### Exercise brief
Locate each line in the rows below that contains the word "mask" and copy those lines, treating case as significant.

[Point annotation dataset records]
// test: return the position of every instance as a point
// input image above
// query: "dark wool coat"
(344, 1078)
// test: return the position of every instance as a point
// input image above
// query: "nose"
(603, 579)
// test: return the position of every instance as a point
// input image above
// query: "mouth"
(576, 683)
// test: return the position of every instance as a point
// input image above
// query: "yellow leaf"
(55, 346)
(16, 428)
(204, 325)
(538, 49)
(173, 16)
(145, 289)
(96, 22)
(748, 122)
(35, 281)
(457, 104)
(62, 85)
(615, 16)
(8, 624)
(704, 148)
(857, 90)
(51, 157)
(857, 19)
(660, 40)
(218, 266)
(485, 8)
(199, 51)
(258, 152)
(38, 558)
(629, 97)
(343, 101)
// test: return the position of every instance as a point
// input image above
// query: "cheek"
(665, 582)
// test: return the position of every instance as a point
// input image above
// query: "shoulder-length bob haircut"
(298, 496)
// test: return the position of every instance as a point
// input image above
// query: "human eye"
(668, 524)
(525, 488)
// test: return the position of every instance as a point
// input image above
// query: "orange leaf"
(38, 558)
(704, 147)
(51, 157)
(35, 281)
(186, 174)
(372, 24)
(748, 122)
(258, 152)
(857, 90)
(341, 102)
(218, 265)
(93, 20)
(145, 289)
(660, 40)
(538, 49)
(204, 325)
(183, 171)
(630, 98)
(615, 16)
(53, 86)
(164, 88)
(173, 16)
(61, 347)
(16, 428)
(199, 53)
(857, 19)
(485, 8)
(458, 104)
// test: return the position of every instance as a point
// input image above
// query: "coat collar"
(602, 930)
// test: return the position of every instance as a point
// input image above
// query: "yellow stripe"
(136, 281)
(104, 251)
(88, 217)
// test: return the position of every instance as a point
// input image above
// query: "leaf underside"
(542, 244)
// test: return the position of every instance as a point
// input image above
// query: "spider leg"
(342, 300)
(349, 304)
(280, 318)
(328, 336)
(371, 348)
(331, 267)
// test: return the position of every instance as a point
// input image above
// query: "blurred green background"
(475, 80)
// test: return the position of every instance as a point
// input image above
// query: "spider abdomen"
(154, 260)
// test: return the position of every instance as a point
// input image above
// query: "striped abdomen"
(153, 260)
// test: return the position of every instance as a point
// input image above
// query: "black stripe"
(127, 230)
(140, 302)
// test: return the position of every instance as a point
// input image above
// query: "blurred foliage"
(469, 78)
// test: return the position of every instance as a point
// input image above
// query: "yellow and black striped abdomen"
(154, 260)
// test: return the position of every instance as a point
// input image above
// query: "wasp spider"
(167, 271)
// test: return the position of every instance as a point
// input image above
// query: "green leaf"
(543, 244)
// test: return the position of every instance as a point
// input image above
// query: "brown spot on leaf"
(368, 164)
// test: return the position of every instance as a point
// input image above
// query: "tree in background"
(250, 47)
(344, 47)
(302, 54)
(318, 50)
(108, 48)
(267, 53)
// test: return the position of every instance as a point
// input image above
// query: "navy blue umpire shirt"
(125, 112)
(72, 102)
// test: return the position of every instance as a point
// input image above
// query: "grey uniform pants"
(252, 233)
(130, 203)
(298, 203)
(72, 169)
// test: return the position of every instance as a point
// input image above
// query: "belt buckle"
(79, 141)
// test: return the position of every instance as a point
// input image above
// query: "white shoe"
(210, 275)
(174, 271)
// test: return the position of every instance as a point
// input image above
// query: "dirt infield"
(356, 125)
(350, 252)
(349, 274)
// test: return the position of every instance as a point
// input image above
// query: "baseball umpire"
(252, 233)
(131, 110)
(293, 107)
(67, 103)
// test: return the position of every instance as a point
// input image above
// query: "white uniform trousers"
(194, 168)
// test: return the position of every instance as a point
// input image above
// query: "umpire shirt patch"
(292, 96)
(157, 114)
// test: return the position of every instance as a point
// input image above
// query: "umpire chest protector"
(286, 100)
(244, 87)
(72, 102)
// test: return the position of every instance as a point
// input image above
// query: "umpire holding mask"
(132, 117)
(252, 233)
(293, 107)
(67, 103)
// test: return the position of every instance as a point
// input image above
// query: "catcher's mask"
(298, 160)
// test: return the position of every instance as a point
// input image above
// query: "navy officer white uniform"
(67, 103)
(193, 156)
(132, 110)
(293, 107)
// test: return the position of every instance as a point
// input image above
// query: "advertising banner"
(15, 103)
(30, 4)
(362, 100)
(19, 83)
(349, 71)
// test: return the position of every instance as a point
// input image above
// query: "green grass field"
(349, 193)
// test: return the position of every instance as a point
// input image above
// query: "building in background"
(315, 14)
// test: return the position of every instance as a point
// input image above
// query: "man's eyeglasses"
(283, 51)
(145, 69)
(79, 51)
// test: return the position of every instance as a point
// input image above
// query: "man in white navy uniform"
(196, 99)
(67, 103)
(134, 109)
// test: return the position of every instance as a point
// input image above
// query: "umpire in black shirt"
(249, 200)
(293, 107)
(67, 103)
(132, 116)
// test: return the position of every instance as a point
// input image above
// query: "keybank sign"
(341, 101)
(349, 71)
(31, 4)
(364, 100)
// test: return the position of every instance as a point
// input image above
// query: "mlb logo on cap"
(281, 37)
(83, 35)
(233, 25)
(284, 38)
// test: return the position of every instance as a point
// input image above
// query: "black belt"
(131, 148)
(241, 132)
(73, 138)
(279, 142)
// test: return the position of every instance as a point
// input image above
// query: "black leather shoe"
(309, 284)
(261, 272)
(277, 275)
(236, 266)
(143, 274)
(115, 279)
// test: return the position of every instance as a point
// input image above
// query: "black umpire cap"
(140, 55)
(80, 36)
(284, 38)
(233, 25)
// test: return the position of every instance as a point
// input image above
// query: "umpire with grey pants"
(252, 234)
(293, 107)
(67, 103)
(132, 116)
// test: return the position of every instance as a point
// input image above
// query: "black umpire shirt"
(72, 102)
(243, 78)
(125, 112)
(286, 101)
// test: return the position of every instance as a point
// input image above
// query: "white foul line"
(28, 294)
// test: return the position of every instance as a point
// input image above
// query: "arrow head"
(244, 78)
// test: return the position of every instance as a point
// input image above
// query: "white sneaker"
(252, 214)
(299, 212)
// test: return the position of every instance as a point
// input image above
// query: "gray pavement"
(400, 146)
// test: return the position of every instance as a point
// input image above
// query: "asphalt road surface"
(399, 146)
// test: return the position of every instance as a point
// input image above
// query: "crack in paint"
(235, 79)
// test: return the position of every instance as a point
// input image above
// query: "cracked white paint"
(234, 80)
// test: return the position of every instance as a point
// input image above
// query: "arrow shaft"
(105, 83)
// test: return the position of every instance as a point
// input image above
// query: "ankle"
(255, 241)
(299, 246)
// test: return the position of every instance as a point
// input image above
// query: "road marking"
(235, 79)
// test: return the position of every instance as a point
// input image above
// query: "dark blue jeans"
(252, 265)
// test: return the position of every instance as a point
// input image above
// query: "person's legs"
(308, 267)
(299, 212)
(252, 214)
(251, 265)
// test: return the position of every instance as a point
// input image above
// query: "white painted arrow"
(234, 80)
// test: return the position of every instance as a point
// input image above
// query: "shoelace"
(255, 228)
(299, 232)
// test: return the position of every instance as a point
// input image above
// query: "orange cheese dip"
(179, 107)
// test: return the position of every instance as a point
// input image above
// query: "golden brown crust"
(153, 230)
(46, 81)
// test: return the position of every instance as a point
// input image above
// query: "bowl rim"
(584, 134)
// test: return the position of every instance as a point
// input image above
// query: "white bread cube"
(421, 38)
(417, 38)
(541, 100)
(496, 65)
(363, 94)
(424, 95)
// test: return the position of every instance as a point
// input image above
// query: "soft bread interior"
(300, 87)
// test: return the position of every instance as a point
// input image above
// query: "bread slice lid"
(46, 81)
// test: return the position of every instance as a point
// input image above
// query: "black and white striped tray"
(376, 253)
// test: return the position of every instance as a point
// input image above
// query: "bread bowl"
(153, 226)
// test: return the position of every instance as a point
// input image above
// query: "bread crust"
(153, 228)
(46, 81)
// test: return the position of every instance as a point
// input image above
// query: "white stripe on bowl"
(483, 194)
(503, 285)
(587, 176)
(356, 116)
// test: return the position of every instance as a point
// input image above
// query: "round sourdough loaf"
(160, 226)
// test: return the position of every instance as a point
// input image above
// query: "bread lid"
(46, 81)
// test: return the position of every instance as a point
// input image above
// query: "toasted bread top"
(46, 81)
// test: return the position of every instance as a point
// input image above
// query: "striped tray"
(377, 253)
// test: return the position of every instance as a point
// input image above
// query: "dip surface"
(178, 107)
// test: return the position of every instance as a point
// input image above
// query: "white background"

### Solution to this problem
// query: "umpire holding mask"
// query: "catcher's mask"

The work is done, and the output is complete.